◆ Instruction: Print all of the lines below word for word, but leave the pictures out.

## BEGIN Extracted records

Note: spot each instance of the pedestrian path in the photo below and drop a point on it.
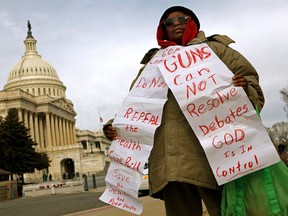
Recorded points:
(152, 207)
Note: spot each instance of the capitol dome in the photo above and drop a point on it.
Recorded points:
(34, 75)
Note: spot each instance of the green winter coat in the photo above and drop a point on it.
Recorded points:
(177, 154)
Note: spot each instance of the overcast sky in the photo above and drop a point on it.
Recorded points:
(96, 46)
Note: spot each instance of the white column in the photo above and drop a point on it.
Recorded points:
(31, 124)
(20, 114)
(36, 126)
(48, 129)
(57, 130)
(53, 134)
(41, 132)
(61, 131)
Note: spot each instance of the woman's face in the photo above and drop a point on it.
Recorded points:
(175, 25)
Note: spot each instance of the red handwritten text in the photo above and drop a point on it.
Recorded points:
(219, 123)
(145, 117)
(210, 104)
(228, 138)
(185, 60)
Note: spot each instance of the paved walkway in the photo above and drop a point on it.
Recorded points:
(151, 207)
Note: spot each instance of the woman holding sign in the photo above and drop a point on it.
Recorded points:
(179, 172)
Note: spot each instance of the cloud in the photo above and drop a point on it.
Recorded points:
(96, 47)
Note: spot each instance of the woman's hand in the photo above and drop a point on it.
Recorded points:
(240, 81)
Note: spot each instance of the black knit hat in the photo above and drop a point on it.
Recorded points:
(182, 9)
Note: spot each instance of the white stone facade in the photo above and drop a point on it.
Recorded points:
(34, 89)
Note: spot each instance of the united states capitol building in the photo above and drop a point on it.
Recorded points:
(35, 90)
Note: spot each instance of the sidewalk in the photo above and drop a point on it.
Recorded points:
(152, 207)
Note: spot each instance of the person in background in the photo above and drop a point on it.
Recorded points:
(179, 172)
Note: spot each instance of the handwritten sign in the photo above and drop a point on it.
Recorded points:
(136, 122)
(221, 115)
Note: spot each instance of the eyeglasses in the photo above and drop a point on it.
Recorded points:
(181, 19)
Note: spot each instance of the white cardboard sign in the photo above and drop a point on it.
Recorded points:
(221, 115)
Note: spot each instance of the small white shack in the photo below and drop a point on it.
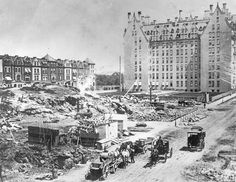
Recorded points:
(120, 118)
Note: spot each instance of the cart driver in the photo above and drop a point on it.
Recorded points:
(159, 143)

## END Extracted records

◆ Task result:
Note: spot each instance of the pedestrian path in the photo below and drop a point on it.
Recorded points:
(152, 207)
Note: spot each instance of the capitol dome in the photo above and drop a point on it.
Recorded points:
(34, 75)
Note: spot each instance of the green winter coat in the photo above and drop a point on it.
Recorded points:
(177, 154)
Note: spot each instance of the overcast sky in the photo above and drop a point on it.
Recorded points:
(96, 46)
Note: spot each instance of the white column in the photo above and drop a point on it.
Recorded points:
(31, 124)
(20, 114)
(36, 126)
(48, 129)
(57, 130)
(53, 134)
(41, 132)
(61, 131)
Note: spot each instance of the woman's face in the photo above and drop a point on it.
Recorded points:
(175, 25)
Note: spot each instance of the red handwritten text in the photo above and drop a point on it.
Recorded points:
(219, 123)
(145, 117)
(210, 104)
(228, 138)
(185, 60)
Note: spot each instance of the paved walkway in the photo above and drop a point on it.
Recorded points:
(151, 207)
Note: spot each instance of the woman holding sign in the photo above and drop a point on it.
Recorded points:
(179, 172)
Note: spot each instance of the cloud in the photo above and drop a point on it.
Recorded points:
(96, 47)
Note: spot each instance of the woman's hand in the photo above and drop a point on it.
Recorded points:
(240, 81)
Note: spot each instance of the black knit hat in the photo above and drop a point on it.
Recorded points:
(182, 9)
Note: spot each instance of the white stone facade in the photo above and drop a point on it.
Recorded points:
(34, 89)
Note: spot each instance of the united states capitol building in the photo above and drop a point on it.
Recorded points:
(35, 90)
Note: spot each instance of the sidewalk in the photo above and drop a point on it.
Recorded points:
(152, 207)
Note: spot each instance of the person in background in the photo above and drop a point on it.
Recorded points:
(179, 172)
Note: spot each instance of the handwritten sign in the photo above and drop a point on it.
Recorded points:
(136, 122)
(221, 115)
Note: spot each instance of the eyeglasses in the photo above and drop a point on it.
Recorded points:
(181, 19)
Note: spot each instance of the white cardboard sign in the photo above and drop a point on it.
Recorded points:
(221, 115)
Note: spot each instance of the small white shack in the photo below and drop a point on it.
Recorded points:
(120, 118)
Note: spot each instance of the cart driver in the photo above and drop a point on it.
Recorded points:
(159, 143)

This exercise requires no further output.